'''
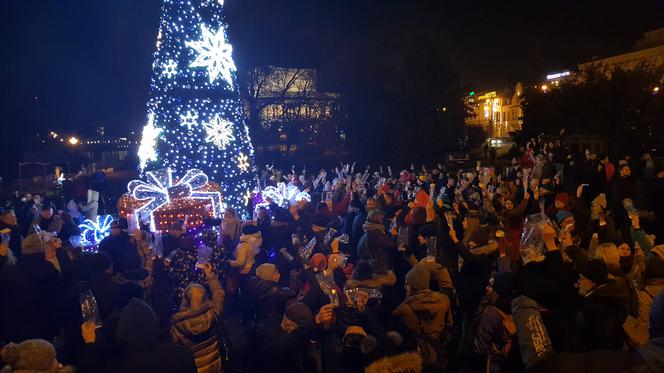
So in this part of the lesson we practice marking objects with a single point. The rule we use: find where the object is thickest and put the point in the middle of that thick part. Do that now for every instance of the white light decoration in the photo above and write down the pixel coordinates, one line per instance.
(147, 151)
(243, 162)
(283, 195)
(160, 190)
(219, 132)
(92, 232)
(214, 53)
(189, 120)
(192, 39)
(170, 69)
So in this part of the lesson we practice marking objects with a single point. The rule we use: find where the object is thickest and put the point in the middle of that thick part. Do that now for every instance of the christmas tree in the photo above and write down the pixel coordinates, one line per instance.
(195, 118)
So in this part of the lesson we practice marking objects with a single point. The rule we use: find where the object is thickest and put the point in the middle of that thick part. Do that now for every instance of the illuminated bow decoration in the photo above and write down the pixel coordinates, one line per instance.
(160, 190)
(283, 194)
'''
ABOUT THIS EXERCISE: At the line containing "of the illuminated", start transcribing exactly, and continue through the last line of the listing. Stop there and add nothing.

RESULT OF THE EXERCISE:
So in this part of the lesson we practice marking objects with a single point. The rule we use: find where the object is thickest and put the point in the middle of that thick part. Do that now for every instance of the illuminated bow decoration in the photo above and write down the pixel coordinates, one line per instance.
(160, 190)
(283, 194)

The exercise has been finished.